RECORD SET>
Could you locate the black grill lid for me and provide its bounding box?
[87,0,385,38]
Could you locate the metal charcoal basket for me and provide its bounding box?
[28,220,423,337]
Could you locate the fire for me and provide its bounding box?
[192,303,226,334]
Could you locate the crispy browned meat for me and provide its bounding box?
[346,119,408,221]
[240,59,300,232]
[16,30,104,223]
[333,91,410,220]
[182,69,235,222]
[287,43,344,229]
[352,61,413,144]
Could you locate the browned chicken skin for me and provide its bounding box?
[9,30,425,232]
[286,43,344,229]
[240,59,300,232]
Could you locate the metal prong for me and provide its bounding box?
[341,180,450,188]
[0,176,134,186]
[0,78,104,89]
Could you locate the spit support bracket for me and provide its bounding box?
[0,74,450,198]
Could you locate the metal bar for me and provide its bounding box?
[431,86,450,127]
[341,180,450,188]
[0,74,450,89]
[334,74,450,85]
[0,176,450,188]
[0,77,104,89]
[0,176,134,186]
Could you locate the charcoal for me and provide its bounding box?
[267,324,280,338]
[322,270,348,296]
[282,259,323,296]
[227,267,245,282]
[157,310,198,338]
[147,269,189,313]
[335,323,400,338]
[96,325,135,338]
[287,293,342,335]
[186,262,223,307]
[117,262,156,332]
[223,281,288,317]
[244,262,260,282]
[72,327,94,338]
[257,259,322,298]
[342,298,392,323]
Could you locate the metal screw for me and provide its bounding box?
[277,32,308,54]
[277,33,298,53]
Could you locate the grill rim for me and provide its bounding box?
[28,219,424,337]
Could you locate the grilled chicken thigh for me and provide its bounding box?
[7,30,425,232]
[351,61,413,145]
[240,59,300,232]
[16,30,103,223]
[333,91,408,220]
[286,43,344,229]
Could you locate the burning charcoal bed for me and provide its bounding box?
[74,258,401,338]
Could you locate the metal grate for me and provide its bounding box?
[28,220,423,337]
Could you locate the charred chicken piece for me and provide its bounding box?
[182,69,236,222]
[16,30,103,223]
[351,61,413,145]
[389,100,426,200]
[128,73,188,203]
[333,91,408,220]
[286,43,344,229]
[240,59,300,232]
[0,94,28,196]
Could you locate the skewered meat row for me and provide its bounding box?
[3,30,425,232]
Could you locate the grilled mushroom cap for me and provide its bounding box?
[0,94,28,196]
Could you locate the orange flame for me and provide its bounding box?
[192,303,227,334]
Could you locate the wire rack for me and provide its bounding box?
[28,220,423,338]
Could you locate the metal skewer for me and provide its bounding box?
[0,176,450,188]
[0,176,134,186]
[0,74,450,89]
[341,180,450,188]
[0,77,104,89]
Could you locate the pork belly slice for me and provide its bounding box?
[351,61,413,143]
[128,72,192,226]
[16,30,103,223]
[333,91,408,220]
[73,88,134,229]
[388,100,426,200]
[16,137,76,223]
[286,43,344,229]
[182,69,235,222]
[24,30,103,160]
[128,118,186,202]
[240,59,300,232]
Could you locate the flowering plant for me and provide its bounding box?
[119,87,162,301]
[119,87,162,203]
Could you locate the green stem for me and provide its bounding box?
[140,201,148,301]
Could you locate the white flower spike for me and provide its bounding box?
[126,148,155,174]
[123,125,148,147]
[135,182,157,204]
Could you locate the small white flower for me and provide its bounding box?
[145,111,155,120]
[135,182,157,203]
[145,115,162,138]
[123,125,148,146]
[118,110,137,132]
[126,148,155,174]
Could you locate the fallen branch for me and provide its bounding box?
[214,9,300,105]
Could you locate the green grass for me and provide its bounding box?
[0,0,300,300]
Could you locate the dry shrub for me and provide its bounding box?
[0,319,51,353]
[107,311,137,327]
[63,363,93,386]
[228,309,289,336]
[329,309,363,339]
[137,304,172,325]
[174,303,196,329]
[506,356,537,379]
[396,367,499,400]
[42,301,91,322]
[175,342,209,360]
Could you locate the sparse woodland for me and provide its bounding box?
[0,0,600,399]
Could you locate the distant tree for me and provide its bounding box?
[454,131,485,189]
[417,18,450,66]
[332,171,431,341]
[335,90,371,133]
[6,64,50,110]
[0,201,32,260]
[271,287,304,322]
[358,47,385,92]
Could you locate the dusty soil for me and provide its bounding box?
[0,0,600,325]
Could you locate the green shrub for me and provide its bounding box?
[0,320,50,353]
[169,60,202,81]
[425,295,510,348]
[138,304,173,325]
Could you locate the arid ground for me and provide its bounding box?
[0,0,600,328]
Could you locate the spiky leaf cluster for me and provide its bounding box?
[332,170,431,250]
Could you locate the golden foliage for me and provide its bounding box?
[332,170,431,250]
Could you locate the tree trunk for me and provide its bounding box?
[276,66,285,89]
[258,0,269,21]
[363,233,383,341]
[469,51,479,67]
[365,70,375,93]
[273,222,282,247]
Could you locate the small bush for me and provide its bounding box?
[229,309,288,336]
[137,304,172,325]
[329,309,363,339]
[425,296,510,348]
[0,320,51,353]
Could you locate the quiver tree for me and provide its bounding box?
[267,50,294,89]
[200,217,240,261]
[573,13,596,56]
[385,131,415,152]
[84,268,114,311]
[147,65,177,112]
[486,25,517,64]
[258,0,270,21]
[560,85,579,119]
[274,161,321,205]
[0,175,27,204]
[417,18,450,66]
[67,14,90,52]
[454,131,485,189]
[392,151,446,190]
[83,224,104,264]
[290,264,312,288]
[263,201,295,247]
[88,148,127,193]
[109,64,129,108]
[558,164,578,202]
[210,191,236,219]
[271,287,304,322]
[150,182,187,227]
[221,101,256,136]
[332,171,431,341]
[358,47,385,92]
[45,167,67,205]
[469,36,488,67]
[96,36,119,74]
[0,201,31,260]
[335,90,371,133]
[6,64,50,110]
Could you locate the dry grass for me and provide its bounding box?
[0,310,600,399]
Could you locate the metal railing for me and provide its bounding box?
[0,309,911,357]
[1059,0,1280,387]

PROMPT>
Output all of the data above again, line for line and word for word, with nothing altered, added, or left out.

FINAL ANSWER>
Could you locate the black grill lid for me and provide its bounding box?
[87,0,385,38]
Could you locate the metal charcoal basket for me and provide its bounding box?
[28,220,423,337]
Could you locate the fire for me and provide its bounding box?
[192,303,226,334]
Could you locate the crispy browned meat for me and provide its bounding box?
[346,119,408,221]
[240,59,300,232]
[16,30,104,223]
[333,91,410,220]
[182,69,235,222]
[287,43,344,229]
[352,61,413,144]
Could you locate the browned chicken skin for me and provide its bounding box?
[9,30,425,232]
[286,43,344,229]
[240,59,300,232]
Could you locate the metal prong for me and provide its bounding box?
[341,180,450,188]
[0,176,134,186]
[0,78,104,89]
Could you locate the spit support bracket for me and provide its bounding box?
[0,74,450,198]
Could you locate the metal bar for me and provide its bounding box?
[431,86,450,127]
[341,180,450,188]
[0,74,450,89]
[334,74,450,85]
[0,176,450,188]
[0,77,104,89]
[0,176,134,186]
Could you locate the charcoal for me and provide its bounding box?
[267,324,280,338]
[322,270,348,296]
[282,259,323,296]
[227,267,245,282]
[157,310,198,338]
[147,269,189,313]
[335,323,400,338]
[96,325,135,338]
[287,293,342,335]
[186,262,223,307]
[117,262,156,332]
[223,281,288,317]
[244,262,260,282]
[72,327,94,338]
[257,259,322,298]
[342,298,392,323]
Could you locate the metal screw for me and provide its bounding box?
[277,32,308,54]
[277,33,298,53]
Could you locate the grill rim for me and provide its bounding box?
[28,219,424,337]
Could you locate the grilled chicken thigh for me and provide its bounding box?
[7,30,425,232]
[351,61,413,145]
[240,59,300,232]
[16,30,103,223]
[333,91,408,220]
[286,43,344,229]
Could you locate the burning charcoal bed for me and provide its bounding box?
[74,258,401,338]
Could you locate the metal grate for me and provide its bounding box?
[28,220,423,337]
Could you locate the charred chicken piece for me and provide its bounding box?
[182,69,236,222]
[16,30,103,223]
[351,61,413,145]
[389,100,426,200]
[128,73,188,203]
[333,91,408,220]
[286,43,344,229]
[240,59,300,232]
[0,94,28,196]
Could you locate the skewered meat row for me and provide its bounding box?
[3,30,425,232]
Could you locate the grilled mushroom cap for me and provide its bounding box?
[0,94,28,196]
Could you locate the orange flame for me and provide its bounding box?
[192,303,227,334]
Could you locate the wire rack for me and provide its bounding box?
[28,220,423,338]
Could you locate the metal skewer for me and provide its bounding box?
[0,176,450,188]
[0,176,134,186]
[0,74,450,89]
[341,180,450,188]
[0,77,104,89]
Could you locate the pork belly slice for me and provide its bounding box?
[351,61,413,143]
[128,72,192,226]
[16,30,103,223]
[333,91,408,220]
[73,88,134,229]
[388,100,426,200]
[16,137,76,223]
[286,43,344,229]
[182,69,235,222]
[24,30,103,160]
[128,118,186,202]
[240,59,300,232]
Could you locate the flowering plant for me and provide its bounding box?
[119,87,162,301]
[119,87,162,203]
Could you locate the green stem for me and provide its bounding box?
[140,201,148,301]
Could you locate the white flower spike for me and provide its bounding box?
[126,148,155,174]
[123,125,148,147]
[135,182,157,204]
Could you locate the small white flower for me and provide its bounding box?
[145,111,155,120]
[135,182,157,203]
[145,115,162,138]
[123,125,148,146]
[118,110,137,132]
[126,148,155,174]
Could you locate the fallen branch for me and provide its bounding box?
[214,9,300,105]
Could you locate the green grass for me and provide its bounding box?
[0,0,300,300]
Could you locate the dry shrub for me and provide its bounding box?
[0,319,51,353]
[107,311,137,327]
[63,363,93,386]
[228,309,289,336]
[329,309,363,339]
[137,304,172,325]
[174,303,196,329]
[506,356,537,379]
[396,367,499,400]
[42,301,91,322]
[175,342,209,360]
Could you locate the sparse woodland for me and provide its bounding box?
[0,0,600,399]
Could you locate the distant tree for me and provide its bounding box?
[454,131,485,189]
[417,18,450,66]
[332,171,431,341]
[335,90,371,133]
[6,64,50,110]
[0,201,32,260]
[271,287,304,322]
[358,47,385,92]
Could you locate the dusty soil for me and provide its bounding box?
[0,0,600,325]
Could you locate the green shrub for me and provide its bounding box?
[0,320,50,353]
[169,60,202,81]
[425,295,510,348]
[138,304,173,325]
Could you locate the arid ground for me and provide its bounding box?
[0,0,600,328]
Could you locate the spiky leaf cluster for me and provide its bounding box?
[332,170,431,250]
Could you locate the golden foliage for me and provide its bounding box?
[332,170,431,250]
Could you locate the tree trunk for me and provide its bounding box?
[276,66,285,89]
[258,0,269,21]
[363,233,383,341]
[469,51,479,67]
[365,70,375,93]
[273,222,282,247]
Could you locate the small bush for me and provide its bounding box?
[229,309,288,336]
[137,304,172,325]
[329,309,363,339]
[425,296,510,348]
[0,320,51,353]
Could you locate the quiver tree for me and provide its bounding box?
[267,50,294,89]
[200,217,240,261]
[573,13,596,56]
[385,131,415,152]
[84,268,114,311]
[147,65,177,112]
[486,25,517,64]
[258,0,270,21]
[560,85,579,119]
[274,161,321,205]
[0,175,27,204]
[417,18,450,66]
[67,14,90,52]
[454,131,485,189]
[392,151,446,190]
[83,224,104,264]
[290,264,312,288]
[263,201,295,247]
[88,148,127,193]
[109,64,129,108]
[558,164,578,202]
[210,191,236,219]
[271,287,304,322]
[150,182,187,227]
[221,101,256,136]
[332,171,431,341]
[358,47,385,92]
[45,167,67,205]
[469,36,488,67]
[96,36,119,74]
[0,201,31,260]
[335,90,371,133]
[6,64,50,110]
Could you locate the dry grass for me and provide its bounding box?
[0,310,600,399]
Could you locate the metal railing for me and provide its bounding box?
[0,309,911,357]
[1059,0,1280,387]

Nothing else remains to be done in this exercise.